- Yapılacak iş -
Fransa'daki başörtüsü yasağını anlatan metne göre Fransa devleti, dini ve siyasi sembollere karşı yasakları hangi gerekçelere dayandırıyor? Hepsini sırala.

══ Çıkarılan metin

Fransa Cumhuriyeti'nin yasalaştırmaya çalıştığı yasak, Hıristiyan ve Yahudileri de içeriyor görünse de, asıl hedefin Müslümanlar olduğu aşikardır. Bu yasaklar konuşulmaya başlanmadan önce hiçbir Hıristiyan yada Yahudi'nin haç yada kippası yüzünden bir sorunla karşılaştığı gündeme gelmemesine rağmen, başörtülü bayanların yaşadıkları sorunlar sıkça gündeme gelmiştir. Kaldı ki, haç veya kippa takmak Hıristiyan ve Yahudiler için dini bir zorunluluk sayılamayacak ve sembol sayılabilecek konulardır. Oysa başörtüsü, Müslüman kadının sadece kimliğinin bir işareti, bir simgesi değil, aynı zamanda farziyeti olan bir ibadettir. Dolayısıyla bu yasaklardan doğrudan ve en çok Müslümanlar etkilenecektir.
Fransa devletinin dini/siyasi sembollere karşı uygulamak istediği yasakları temellendirirken hangi nedenleri öne sürdüğüne bakacak olursak; öncelikle laiklik ilkesi doğrultusunda din ile devletin ayrıştırılması gerekçesinin kullanıldığını görüyoruz. Devlet tarafından laikliğin tartışılmaz bir ilke olduğu iddia edilirken, buna karşılık inanç özgürlüğünün tartışılamayacak bir hak olduğu gerçeği çiğnenebiliyor. Bir diğer gerekçe de tarafsızlık ilkesine dayandırılıyor. Başörtülü olmak bir taraf olarak görülebilirken, başörtülü olmamak bir taraflılık olarak görülmüyor. Ayrıca mutlak bir tarafsızlığın zaten mümkün olamayacağı gerçeği görmezlikten geliniyor. Başka bir iddia ise garipliğin ötesinde komik bir gerekçe olarak duruyor. Müslüman kadının başörtüsünü baba, eş yada gelenek baskısından ötürü taşıdığı; dolayısıyla başörtüsünü yasaklayarak Müslüman kadını özgürleştirmeye çabaladıkları söyleniyor. Fransa'nın toplumsal ve kültürel yapısı dikkate alındığında bunun boş bir iddiadan öteye geçemeyeceği ortadadır. Ayrıca başörtüsü sorununu yaşamalarıyla gündeme gelen kişilerin ailelerinin böyle bir baskıya maruz bırakacak bir yapıya sahip olmadığı açıkça görülebilmektedir. Bununla birlikte böyle bir baskıya maruz kaldıkları var sayılsa bile, baskıdan kurtarmak adına bu durumu genelleştirerek bir yasak koymak akılla ve hukukla çelişmektedir.

════
══ Çıkarılan liste

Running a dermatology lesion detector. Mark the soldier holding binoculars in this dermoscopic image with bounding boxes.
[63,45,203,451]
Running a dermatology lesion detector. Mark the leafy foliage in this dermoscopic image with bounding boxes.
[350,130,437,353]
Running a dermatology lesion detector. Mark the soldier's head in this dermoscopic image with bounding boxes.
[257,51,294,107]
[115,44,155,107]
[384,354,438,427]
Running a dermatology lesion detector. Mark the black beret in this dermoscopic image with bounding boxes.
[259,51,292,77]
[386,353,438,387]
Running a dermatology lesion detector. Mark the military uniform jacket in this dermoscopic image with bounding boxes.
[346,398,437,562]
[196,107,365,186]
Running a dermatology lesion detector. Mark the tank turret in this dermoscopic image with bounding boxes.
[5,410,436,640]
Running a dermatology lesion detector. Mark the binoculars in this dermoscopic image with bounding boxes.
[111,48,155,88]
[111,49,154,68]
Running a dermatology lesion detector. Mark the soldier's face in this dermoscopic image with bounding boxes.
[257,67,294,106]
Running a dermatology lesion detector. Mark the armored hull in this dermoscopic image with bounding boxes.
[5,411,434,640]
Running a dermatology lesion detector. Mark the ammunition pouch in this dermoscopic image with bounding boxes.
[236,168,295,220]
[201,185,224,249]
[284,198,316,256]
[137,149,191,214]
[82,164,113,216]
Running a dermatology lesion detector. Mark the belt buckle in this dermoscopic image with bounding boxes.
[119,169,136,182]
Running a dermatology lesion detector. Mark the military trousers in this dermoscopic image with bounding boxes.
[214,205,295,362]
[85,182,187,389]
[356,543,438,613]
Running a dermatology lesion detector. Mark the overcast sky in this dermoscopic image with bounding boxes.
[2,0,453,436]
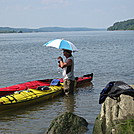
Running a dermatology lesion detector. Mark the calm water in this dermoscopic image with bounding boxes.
[0,31,134,134]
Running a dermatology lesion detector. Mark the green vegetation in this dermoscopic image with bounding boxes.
[0,27,106,33]
[107,19,134,31]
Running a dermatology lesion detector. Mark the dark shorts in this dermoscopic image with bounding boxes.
[64,79,75,94]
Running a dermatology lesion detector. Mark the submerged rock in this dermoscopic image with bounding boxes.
[46,112,88,134]
[93,95,134,134]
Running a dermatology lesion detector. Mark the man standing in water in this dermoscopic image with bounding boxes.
[58,50,75,95]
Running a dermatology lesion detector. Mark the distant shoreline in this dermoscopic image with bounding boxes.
[0,27,106,33]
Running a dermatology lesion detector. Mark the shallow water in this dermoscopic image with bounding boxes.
[0,31,134,134]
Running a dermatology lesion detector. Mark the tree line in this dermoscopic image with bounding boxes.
[107,19,134,31]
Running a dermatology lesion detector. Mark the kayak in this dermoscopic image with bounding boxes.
[0,73,93,97]
[0,74,93,113]
[0,85,63,114]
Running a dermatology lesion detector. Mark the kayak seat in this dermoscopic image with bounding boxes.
[37,86,50,91]
[50,79,61,86]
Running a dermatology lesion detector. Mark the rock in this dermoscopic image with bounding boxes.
[46,112,88,134]
[93,95,134,134]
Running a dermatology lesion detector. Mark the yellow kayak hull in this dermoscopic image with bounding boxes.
[0,86,63,113]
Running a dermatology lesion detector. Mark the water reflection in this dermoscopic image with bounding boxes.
[63,94,76,113]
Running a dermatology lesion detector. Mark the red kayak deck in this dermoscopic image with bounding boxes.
[0,74,93,96]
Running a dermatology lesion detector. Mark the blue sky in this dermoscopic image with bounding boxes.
[0,0,134,28]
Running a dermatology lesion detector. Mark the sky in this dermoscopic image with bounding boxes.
[0,0,134,28]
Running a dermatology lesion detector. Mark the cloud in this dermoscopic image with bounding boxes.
[42,0,70,8]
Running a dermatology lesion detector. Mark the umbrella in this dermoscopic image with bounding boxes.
[44,39,78,52]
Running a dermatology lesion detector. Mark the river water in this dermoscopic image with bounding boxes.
[0,31,134,134]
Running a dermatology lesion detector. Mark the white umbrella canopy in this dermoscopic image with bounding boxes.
[44,39,78,52]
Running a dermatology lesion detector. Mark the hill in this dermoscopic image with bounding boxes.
[107,19,134,31]
[0,27,105,33]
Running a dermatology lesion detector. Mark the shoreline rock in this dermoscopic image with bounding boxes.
[46,112,88,134]
[93,94,134,134]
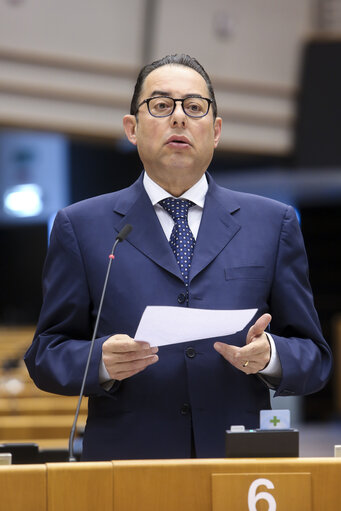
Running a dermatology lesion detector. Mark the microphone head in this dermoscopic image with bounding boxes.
[116,224,132,241]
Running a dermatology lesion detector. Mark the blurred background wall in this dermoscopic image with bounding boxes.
[0,0,341,419]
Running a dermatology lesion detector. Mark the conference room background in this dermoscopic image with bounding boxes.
[0,0,341,420]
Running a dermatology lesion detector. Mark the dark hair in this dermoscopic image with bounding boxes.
[130,53,217,119]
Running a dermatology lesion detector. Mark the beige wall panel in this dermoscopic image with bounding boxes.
[154,0,311,87]
[0,0,144,65]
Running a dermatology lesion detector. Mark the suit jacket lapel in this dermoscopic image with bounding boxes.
[190,175,241,280]
[114,176,182,280]
[114,174,240,280]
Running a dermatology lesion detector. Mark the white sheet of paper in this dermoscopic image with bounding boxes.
[135,306,257,346]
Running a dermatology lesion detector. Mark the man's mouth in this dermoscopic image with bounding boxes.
[167,135,191,147]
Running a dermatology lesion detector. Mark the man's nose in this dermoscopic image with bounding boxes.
[170,101,187,126]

════

- Cevap aşağıda -
- Laiklik ilkesi gereği din ile devletin ayrılması
- Tarafsızlık ilkesi
- Müslüman kadınların başörtüsünü baba, eş ya da gelenek baskısıyla taktığı iddiası ve başörtüsünü yasaklayarak onları özgürleştirme çabası